Exercise task> Reproduce each of the following items word for word, without changing anything.

Information provided>
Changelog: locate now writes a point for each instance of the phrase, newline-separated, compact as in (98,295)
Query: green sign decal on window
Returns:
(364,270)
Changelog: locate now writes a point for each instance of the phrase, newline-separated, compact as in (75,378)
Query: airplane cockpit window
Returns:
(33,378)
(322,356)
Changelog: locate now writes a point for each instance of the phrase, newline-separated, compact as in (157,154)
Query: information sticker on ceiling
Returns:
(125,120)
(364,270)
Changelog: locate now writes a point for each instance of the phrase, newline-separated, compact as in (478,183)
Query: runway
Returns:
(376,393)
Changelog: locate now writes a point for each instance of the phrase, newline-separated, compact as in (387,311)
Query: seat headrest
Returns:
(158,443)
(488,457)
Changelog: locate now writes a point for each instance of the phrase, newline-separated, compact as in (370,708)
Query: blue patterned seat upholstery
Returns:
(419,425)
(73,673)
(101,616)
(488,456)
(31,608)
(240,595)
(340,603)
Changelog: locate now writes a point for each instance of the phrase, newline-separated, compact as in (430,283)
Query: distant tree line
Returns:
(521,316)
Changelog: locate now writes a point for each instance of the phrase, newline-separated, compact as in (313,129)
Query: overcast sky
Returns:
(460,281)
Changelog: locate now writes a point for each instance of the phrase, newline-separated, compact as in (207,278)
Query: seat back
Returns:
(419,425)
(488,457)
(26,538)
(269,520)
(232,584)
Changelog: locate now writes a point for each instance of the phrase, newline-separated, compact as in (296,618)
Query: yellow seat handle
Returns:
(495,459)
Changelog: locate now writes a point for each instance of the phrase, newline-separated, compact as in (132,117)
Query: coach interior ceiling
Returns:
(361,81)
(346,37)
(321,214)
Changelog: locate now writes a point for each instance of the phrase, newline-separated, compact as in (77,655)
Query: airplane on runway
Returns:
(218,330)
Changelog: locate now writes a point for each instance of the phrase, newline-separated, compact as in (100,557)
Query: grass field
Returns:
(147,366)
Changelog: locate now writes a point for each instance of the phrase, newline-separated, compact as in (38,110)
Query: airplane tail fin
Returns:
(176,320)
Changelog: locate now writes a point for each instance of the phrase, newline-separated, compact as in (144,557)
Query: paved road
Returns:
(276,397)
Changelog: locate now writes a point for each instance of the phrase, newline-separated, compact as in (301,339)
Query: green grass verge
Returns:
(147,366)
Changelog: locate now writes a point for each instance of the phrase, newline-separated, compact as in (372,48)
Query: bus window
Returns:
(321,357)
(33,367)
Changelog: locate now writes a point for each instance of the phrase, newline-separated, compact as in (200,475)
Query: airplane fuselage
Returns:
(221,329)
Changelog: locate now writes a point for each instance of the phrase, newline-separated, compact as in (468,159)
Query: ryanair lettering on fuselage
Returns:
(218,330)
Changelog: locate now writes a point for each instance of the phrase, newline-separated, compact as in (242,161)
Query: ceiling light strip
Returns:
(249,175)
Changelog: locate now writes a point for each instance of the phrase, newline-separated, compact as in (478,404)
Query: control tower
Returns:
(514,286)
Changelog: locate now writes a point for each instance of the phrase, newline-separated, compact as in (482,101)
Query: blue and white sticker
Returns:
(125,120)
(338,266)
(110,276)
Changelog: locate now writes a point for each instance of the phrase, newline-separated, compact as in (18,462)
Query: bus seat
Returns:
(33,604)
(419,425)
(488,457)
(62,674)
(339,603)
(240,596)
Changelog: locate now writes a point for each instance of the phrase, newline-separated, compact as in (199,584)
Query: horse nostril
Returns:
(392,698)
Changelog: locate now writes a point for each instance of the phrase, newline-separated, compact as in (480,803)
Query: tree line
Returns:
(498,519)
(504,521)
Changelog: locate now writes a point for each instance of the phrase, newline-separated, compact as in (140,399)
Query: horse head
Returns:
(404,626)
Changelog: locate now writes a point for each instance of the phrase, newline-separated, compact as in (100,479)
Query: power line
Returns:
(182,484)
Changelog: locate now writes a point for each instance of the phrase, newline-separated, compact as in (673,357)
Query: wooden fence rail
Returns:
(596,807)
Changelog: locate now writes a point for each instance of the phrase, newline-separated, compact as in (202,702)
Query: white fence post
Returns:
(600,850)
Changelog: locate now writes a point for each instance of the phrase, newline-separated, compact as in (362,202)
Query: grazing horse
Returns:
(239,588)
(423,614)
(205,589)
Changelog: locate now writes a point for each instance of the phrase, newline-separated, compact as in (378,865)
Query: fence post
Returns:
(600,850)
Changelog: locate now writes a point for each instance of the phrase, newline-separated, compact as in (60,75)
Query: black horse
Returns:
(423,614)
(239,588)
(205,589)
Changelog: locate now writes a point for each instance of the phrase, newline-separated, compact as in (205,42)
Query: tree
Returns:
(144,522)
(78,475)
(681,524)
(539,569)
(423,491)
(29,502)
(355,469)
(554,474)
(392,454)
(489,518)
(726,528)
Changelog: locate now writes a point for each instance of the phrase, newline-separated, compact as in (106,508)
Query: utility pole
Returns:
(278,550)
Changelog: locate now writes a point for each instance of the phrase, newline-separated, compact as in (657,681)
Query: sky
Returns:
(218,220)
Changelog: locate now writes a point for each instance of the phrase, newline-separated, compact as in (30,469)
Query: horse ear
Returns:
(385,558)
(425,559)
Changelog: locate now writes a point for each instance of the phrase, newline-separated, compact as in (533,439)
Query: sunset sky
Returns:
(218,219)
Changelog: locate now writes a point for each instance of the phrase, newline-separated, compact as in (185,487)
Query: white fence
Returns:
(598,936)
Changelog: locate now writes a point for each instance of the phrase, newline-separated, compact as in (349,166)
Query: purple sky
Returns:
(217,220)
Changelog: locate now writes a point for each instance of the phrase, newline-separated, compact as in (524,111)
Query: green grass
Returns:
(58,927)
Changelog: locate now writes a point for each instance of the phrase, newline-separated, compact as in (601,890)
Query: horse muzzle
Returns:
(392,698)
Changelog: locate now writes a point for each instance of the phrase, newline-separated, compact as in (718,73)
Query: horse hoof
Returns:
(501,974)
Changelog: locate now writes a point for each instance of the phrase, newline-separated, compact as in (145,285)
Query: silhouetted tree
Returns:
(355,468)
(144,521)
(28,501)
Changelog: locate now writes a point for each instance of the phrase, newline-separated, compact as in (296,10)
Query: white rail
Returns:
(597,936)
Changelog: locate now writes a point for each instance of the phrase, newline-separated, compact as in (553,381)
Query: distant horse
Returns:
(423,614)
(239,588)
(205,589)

Completed exercise>
Changelog: locate now writes a point for each instance of the phrase, newline-separated, compact as in (98,295)
Query: green sign decal on window
Returns:
(364,270)
Changelog: locate now writes a point for each instance of the phrase, newline-separated, compact as in (75,378)
Query: airplane cockpit window
Returns:
(33,378)
(322,356)
Changelog: locate now writes a point for each instance of the phrase, newline-separated, compact as in (157,154)
Query: information sticker on ceiling
Returns:
(125,120)
(364,270)
Changelog: locate now writes a point for each instance of the phrase, newline-separated, compact as in (478,183)
Query: runway
Returns:
(376,393)
Changelog: locate now writes a point for each instance of the phrase, newline-separated, compact as in (387,311)
Query: seat headrest
Returns:
(158,443)
(488,457)
Changelog: locate now writes a point for each instance of the phrase, newline-separated, compact as in (370,708)
Query: blue patterned seat upholstery
Returns:
(419,425)
(73,673)
(101,616)
(488,456)
(31,608)
(240,595)
(340,603)
Changelog: locate now writes a point for each instance of the phrase, newline-separated, compact as in (430,283)
Query: distant tree line
Returns:
(521,316)
Changelog: locate now writes a point for each instance of the phrase, newline-separated, compact as in (313,129)
Query: overcast sky
Returns:
(460,281)
Changelog: locate now writes a point for each instance of the phrase, newline-separated, compact as in (207,278)
Query: seat back
Returns:
(419,425)
(488,457)
(26,538)
(269,520)
(232,584)
Changelog: locate now writes a point for each instance of the phrase, newline-separated, compact as in (296,618)
Query: yellow seat handle
Returns:
(495,459)
Changelog: locate now writes a point for each instance of the phrase, newline-separated, compact as in (132,117)
Query: coach interior ceiling
Returns:
(361,81)
(346,37)
(321,214)
Changelog: locate now writes a point for each instance of the phrase, newline-separated, compact as in (77,655)
Query: airplane on runway
Returns:
(218,330)
Changelog: locate now writes a point for each instance of the phrase, newline-separated, compact as in (100,557)
Query: grass field
Returns:
(147,366)
Changelog: locate now writes a point for each instance of the phrase, newline-separated, compact as in (38,110)
Query: airplane tail fin
Returns:
(176,320)
Changelog: locate now writes a point for each instance of the phrase, newline-separated, compact as in (144,557)
Query: paved road
Returns:
(276,397)
Changelog: locate now writes a point for each instance of the phrase, newline-separated, compact as in (301,339)
Query: green grass verge
Returns:
(147,366)
Changelog: locate now writes a point for each instance of the phrase, newline-separated, compact as in (372,48)
Query: bus window
Returns:
(321,357)
(33,367)
Changelog: locate now writes a point for each instance of the phrase, newline-separated, compact as in (200,475)
Query: airplane fuselage
Returns:
(221,329)
Changelog: locate now writes a point for each instance of the phrase, newline-separated, compact as in (468,159)
Query: ryanair lettering on fuselage
Returns:
(218,330)
Changelog: locate now writes a point for each instance of the phrase, newline-separated, compact as in (242,161)
Query: ceiling light strip
Returns:
(249,175)
Changelog: locate now writes a point for each instance of the phrase, newline-separated, compact as in (478,404)
Query: control tower
Returns:
(514,286)
Changelog: locate now writes a point for each instance of the phrase, newline-separated, compact as in (482,101)
Query: blue and white sticker
Returns:
(125,120)
(338,266)
(110,276)
Changelog: locate now writes a point for each instance of the phrase, newline-separated, compact as in (18,462)
Query: bus seat
Returns:
(33,604)
(419,425)
(488,457)
(62,674)
(339,603)
(240,596)
Changelog: locate now writes a point for each instance of the phrase, newline-separated, compact as in (199,584)
Query: horse nostril
Returns:
(392,698)
Changelog: locate now writes a point for each instance of the phrase, newline-separated, compact as in (480,803)
Query: tree line
Returns:
(498,519)
(504,521)
Changelog: locate now writes a point for each instance of the phrase, newline-separated, compact as in (140,399)
Query: horse head
Returns:
(404,626)
Changelog: locate now writes a point for each instance of the phrase, newline-separated, compact as in (100,479)
Query: power line
Returns:
(182,484)
Changelog: locate now writes a point for each instance of the phrase, newline-separated, compact as in (673,357)
Query: wooden fence rail
Returns:
(596,807)
Changelog: locate now writes a point for each instance of the phrase, newline-separated, compact as in (202,702)
Query: white fence post
Returns:
(600,850)
Changelog: locate now writes a point for each instance of the phrase, newline-separated, compact as in (362,202)
Query: grazing horse
Returns:
(239,588)
(423,614)
(205,589)
Changelog: locate now writes a point for each instance of the phrase, newline-separated, compact as in (378,865)
Query: fence post
Returns:
(600,850)
Changelog: locate now writes a point for each instance of the phrase, newline-separated, compact as in (60,75)
Query: black horse
Returns:
(423,614)
(239,588)
(205,589)
Changelog: locate now writes a point for each instance of the phrase, newline-separated, compact as in (205,42)
Query: tree
Returns:
(144,522)
(78,475)
(681,524)
(539,569)
(423,491)
(29,502)
(355,469)
(554,474)
(392,454)
(489,518)
(726,528)
Changelog: locate now writes a point for each instance of the phrase, newline-separated, compact as in (106,508)
Query: utility pole
Returns:
(278,550)
Changelog: locate now writes a point for each instance of the phrase, newline-separated, compact as in (657,681)
Query: sky
Returns:
(218,220)
Changelog: locate now writes a point for each instance of the phrase, newline-separated, compact as in (30,469)
Query: horse ear
Returns:
(385,558)
(425,559)
Changelog: locate now writes a point for each instance of the phrase, newline-separated, compact as in (533,439)
Query: sunset sky
Returns:
(218,219)
Changelog: locate now writes a point for each instance of the phrase, newline-separated, compact as in (185,487)
Query: white fence
Returns:
(598,936)
Changelog: locate now writes a point for each instance of the phrase, newline-separated, compact as in (349,166)
Query: purple sky
Returns:
(217,220)
Changelog: locate now writes a point for each instance of the phrase, newline-separated, compact as in (524,111)
Query: green grass
Returns:
(58,927)
Changelog: locate now writes a point for each instance of the phrase, newline-separated, compact as in (601,890)
Query: horse muzzle
Returns:
(392,698)
Changelog: locate now writes a point for each instance of the phrase, newline-separated, compact as in (718,73)
Query: horse hoof
Returns:
(501,974)
Changelog: locate now writes a point for each instance of the phrase, newline-separated, compact as in (145,285)
Query: silhouetted tree
Returns:
(355,468)
(144,521)
(28,501)
Changelog: locate now writes a point for each instance of the phrase, newline-separated, compact as in (296,10)
Query: white rail
Returns:
(597,936)
Changelog: locate now writes a point for each instance of the phrase, newline-separated, compact as in (553,381)
Query: distant horse
Returns:
(423,614)
(239,588)
(205,589)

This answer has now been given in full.